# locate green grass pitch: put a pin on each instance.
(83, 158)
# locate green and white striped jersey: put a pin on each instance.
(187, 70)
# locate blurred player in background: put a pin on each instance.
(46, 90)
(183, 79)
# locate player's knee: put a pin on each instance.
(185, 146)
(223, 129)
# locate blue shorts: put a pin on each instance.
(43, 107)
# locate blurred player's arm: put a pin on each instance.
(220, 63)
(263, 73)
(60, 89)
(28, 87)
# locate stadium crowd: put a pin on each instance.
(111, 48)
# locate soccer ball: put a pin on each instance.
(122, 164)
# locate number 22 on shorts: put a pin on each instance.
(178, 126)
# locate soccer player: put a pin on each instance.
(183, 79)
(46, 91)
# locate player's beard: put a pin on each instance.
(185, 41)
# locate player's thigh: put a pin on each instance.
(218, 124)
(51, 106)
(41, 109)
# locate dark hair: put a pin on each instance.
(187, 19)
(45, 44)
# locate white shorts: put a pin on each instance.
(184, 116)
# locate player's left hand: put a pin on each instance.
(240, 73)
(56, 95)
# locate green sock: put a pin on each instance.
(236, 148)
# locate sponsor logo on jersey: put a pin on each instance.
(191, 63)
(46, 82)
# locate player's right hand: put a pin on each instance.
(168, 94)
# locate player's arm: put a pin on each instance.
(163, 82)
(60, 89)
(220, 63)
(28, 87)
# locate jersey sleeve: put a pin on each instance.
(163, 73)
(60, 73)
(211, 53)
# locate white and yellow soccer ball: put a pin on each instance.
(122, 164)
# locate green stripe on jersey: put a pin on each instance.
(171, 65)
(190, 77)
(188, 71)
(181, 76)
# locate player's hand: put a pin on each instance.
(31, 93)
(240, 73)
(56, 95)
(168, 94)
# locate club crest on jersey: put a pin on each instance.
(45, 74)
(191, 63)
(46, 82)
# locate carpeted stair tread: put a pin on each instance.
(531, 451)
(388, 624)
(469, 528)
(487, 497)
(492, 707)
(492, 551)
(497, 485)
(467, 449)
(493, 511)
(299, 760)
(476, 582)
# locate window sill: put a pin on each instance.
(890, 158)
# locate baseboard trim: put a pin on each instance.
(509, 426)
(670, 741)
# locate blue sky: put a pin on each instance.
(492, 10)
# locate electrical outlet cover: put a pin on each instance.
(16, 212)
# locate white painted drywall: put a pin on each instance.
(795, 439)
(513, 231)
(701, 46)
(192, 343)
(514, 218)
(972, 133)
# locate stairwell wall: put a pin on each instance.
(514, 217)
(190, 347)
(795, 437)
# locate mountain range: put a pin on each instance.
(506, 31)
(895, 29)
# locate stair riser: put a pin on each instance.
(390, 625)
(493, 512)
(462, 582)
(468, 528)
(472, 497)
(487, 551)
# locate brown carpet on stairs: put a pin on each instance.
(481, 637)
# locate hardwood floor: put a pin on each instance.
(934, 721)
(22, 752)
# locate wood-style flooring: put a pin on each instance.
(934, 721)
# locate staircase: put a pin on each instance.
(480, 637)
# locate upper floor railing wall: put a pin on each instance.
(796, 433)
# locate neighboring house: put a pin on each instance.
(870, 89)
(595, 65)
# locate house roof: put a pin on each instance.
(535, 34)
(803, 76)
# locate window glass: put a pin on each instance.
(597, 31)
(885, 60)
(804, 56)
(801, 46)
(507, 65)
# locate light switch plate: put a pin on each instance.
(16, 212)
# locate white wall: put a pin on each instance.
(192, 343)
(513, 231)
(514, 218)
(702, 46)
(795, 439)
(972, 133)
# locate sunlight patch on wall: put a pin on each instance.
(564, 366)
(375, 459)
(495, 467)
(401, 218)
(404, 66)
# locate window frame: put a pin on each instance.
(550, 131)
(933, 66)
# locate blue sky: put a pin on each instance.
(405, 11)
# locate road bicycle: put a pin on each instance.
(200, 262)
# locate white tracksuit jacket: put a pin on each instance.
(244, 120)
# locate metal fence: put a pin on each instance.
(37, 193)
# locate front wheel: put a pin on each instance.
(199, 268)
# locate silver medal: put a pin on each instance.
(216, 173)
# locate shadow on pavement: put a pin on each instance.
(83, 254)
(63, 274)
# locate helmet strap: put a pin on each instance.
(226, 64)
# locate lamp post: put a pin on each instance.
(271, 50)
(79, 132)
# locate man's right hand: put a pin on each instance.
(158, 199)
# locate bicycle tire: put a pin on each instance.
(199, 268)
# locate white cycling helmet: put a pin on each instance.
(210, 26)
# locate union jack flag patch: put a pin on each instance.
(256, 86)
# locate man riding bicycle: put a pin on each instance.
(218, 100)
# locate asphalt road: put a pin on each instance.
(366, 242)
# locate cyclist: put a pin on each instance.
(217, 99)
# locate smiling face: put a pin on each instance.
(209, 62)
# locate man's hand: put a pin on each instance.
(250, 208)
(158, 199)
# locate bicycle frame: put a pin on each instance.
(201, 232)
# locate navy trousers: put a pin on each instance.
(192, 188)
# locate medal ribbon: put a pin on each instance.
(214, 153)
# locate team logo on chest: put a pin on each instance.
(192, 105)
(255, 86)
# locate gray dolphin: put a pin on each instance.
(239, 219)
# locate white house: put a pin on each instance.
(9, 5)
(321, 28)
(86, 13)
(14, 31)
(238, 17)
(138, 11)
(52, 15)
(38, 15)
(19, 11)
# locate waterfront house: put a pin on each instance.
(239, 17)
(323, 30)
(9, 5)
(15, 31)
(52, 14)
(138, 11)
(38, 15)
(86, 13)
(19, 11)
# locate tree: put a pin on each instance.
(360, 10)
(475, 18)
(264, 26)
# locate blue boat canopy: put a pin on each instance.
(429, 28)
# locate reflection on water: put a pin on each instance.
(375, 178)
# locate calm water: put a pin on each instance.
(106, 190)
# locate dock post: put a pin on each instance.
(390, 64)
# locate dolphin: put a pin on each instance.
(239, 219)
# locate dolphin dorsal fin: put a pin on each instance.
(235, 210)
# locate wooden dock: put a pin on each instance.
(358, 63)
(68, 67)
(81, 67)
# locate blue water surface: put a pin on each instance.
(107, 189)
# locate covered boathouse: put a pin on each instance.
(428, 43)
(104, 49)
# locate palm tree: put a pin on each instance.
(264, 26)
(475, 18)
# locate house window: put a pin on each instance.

☆ ☆ ☆

◆ **Short exercise**
Put the lines above into a numbered list, from the line containing "# locate lamp" through the last line, both included. Skip any blank lines.

◆ **Solved exercise**
1. # locate lamp post: put a pin on each instance.
2. (271, 50)
3. (79, 132)
4. # locate man's right hand: put a pin on each instance.
5. (158, 199)
6. # locate bicycle tire: put a pin on each instance.
7. (199, 268)
8. # locate white cycling helmet: put a pin on each instance.
9. (210, 26)
10. # locate union jack flag patch: put a pin on each instance.
11. (256, 86)
12. # locate man riding bicycle: put a pin on each instance.
13. (218, 100)
14. # locate asphalt road: put a pin on each instance.
15. (366, 242)
16. # locate cyclist: put a pin on each instance.
17. (217, 99)
18. # locate smiling face: put a pin on each instance.
19. (209, 62)
20. # locate man's hand: put a pin on each instance.
21. (250, 208)
22. (158, 199)
23. # locate bicycle frame: put a pin on each instance.
24. (201, 232)
25. # locate navy trousers: put a pin on each instance.
26. (192, 188)
27. # locate medal ribbon: put a pin on each instance.
28. (214, 153)
29. # locate team logo on chest: put a pin on each instance.
30. (192, 105)
31. (255, 86)
32. # locate gray dolphin: put a pin on each instance.
33. (239, 219)
34. # locate white house: put a pin on each instance.
35. (9, 5)
36. (321, 28)
37. (86, 13)
38. (14, 31)
39. (238, 17)
40. (138, 11)
41. (52, 15)
42. (38, 15)
43. (19, 11)
44. # locate waterfront house: put a pin on each instance.
45. (239, 17)
46. (323, 30)
47. (9, 5)
48. (15, 31)
49. (52, 14)
50. (138, 11)
51. (38, 15)
52. (86, 13)
53. (19, 11)
54. # locate tree: put a pin on each instance.
55. (360, 10)
56. (475, 18)
57. (264, 26)
58. # locate blue boat canopy: put a pin on each instance.
59. (429, 28)
60. # locate reflection on water: put a pin on each instance.
61. (375, 178)
62. # locate calm water: put a pin on each instance.
63. (106, 190)
64. # locate dock post: put a pin on each instance.
65. (390, 64)
66. # locate dolphin: put a pin on each instance.
67. (239, 219)
68. # locate dolphin dorsal fin: put a pin on each instance.
69. (235, 210)
70. # locate wooden dock: put a pin on each instance.
71. (358, 63)
72. (68, 67)
73. (81, 67)
74. # locate blue water surface: put a pin on each instance.
75. (107, 189)
76. # locate covered boathouse: put a pin on each instance.
77. (428, 43)
78. (104, 49)
79. # locate palm tree: put a pin on each instance.
80. (264, 26)
81. (475, 18)
82. # locate house window: put a pin on each instance.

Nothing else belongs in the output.